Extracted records
■ ■ ■ ■ ■ ■ ■

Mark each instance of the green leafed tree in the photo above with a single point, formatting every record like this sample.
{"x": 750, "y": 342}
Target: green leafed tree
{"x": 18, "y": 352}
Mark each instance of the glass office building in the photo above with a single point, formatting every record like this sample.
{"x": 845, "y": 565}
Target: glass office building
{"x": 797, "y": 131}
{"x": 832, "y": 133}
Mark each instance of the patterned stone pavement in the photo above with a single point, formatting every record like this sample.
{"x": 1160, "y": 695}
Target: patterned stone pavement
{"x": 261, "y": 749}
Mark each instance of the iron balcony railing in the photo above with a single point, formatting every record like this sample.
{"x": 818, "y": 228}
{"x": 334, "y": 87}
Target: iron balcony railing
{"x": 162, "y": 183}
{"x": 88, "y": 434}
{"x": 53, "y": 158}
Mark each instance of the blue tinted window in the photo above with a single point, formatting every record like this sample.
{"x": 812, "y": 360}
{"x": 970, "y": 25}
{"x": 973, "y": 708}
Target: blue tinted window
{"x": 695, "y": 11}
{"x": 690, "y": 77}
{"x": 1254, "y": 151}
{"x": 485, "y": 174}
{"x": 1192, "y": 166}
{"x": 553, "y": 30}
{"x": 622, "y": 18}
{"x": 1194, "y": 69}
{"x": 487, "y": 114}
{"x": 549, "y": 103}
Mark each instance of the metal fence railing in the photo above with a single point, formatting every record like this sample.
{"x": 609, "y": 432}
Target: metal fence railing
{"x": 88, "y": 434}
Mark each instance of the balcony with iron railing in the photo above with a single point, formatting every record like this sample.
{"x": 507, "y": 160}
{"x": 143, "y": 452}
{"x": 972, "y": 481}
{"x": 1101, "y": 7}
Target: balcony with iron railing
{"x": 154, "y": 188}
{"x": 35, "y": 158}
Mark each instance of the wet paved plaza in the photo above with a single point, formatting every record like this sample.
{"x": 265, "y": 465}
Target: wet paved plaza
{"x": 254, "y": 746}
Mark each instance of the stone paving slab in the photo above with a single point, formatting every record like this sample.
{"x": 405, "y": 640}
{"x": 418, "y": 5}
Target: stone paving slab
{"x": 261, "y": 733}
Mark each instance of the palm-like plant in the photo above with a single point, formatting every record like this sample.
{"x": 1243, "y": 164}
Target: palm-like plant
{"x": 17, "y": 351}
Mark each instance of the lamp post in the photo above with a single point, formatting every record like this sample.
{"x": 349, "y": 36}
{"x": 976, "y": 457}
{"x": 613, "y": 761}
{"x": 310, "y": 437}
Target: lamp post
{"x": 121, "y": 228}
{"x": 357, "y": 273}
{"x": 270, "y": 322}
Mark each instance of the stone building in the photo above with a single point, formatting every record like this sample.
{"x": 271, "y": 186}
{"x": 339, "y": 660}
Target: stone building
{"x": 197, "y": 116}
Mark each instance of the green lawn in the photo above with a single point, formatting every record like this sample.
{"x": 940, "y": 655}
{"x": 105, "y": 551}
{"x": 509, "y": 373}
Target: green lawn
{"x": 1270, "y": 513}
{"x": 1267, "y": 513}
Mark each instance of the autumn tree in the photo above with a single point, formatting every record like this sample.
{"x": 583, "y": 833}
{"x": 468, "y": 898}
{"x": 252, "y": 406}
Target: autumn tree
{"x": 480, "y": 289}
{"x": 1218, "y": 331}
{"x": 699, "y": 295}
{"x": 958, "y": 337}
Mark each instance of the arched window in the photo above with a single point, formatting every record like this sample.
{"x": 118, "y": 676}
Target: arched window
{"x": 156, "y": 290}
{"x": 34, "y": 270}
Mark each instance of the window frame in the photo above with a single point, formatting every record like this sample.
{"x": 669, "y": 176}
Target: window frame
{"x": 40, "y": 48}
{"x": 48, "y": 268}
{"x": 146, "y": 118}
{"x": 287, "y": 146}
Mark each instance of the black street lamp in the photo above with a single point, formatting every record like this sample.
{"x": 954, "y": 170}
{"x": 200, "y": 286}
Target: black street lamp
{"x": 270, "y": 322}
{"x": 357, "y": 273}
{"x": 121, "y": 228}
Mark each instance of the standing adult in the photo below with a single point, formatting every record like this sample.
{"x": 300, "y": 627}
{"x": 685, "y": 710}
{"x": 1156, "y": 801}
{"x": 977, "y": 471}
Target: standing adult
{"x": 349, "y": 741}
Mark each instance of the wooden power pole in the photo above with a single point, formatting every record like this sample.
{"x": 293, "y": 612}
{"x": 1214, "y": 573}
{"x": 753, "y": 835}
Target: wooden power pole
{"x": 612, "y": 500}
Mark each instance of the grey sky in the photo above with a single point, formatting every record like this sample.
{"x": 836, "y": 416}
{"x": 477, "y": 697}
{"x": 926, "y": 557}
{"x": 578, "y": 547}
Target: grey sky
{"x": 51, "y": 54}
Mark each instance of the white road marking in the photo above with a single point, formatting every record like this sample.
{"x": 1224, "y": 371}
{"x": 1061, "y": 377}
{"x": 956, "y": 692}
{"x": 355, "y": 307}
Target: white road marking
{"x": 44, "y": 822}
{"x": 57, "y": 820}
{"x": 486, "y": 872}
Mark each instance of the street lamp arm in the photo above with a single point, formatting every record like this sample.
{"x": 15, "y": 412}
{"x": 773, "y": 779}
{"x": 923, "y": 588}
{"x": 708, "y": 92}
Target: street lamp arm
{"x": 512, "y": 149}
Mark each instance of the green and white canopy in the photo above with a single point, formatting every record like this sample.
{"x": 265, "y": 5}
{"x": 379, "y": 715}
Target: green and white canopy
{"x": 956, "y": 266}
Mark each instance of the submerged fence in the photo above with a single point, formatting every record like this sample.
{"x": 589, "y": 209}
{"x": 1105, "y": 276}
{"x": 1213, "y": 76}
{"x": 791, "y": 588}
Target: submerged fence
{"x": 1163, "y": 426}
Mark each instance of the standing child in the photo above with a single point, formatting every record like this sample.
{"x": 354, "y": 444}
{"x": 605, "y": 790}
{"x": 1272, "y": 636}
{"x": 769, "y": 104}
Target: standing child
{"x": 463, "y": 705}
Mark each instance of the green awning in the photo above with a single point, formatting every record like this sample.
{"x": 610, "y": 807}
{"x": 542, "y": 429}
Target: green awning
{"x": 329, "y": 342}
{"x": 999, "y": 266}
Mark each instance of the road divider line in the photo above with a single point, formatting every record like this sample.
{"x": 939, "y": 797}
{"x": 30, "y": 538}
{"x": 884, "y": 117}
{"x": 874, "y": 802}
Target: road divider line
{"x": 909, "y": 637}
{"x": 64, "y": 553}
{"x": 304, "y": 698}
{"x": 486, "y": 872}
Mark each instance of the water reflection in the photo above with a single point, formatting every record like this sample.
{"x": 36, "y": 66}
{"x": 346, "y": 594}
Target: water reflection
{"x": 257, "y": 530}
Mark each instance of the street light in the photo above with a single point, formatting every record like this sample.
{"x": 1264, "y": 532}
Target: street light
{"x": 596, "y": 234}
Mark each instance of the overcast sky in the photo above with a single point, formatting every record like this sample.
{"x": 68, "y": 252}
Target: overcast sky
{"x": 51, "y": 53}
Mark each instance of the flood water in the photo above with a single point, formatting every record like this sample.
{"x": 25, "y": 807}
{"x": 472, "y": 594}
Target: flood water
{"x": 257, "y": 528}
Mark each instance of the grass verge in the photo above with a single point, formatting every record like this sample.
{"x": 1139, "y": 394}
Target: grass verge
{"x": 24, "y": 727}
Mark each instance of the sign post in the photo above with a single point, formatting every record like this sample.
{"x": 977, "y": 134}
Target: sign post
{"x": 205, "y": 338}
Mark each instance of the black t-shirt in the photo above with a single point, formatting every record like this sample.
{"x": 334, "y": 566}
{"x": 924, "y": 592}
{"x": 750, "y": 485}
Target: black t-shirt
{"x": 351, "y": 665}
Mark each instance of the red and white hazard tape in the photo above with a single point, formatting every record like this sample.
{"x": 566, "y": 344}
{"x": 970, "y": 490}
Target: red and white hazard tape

■ ■ ■ ■ ■ ■ ■

Set down, word for word, only the lines running from the line with "Mark each instance of the water" to the last line of the listing above. Both of those lines belong in your answer.

Solution to this exercise -
Mark each instance of the water reflection in the photo above with a single point, formatting every record like this sample.
{"x": 36, "y": 66}
{"x": 346, "y": 594}
Target: water reflection
{"x": 257, "y": 530}
Mark each instance of the street light in the photo above with a single point, formatting every record like this sample.
{"x": 1264, "y": 532}
Target: street light
{"x": 596, "y": 234}
Mark each instance of the overcast sky in the photo above with a single point, formatting every record like this sample.
{"x": 68, "y": 252}
Target: overcast sky
{"x": 51, "y": 53}
Mark each instance of the flood water in the photo above with a single point, formatting every record like this sample.
{"x": 25, "y": 807}
{"x": 472, "y": 594}
Target: flood water
{"x": 257, "y": 528}
Mark each instance of the grass verge in the photo above with a single point, formatting every record like this sample.
{"x": 1139, "y": 394}
Target: grass verge
{"x": 24, "y": 727}
Mark each instance of the sign post in the photo above with a single point, formatting every record like this sample.
{"x": 977, "y": 134}
Target: sign post
{"x": 205, "y": 338}
Mark each instance of the black t-shirt in the photo above with a single point, formatting every record like this sample.
{"x": 334, "y": 566}
{"x": 924, "y": 592}
{"x": 750, "y": 485}
Target: black t-shirt
{"x": 351, "y": 665}
Mark each instance of the red and white hazard tape in the photo above with a single point, formatting every record like this sample.
{"x": 566, "y": 344}
{"x": 970, "y": 490}
Target: red and white hazard tape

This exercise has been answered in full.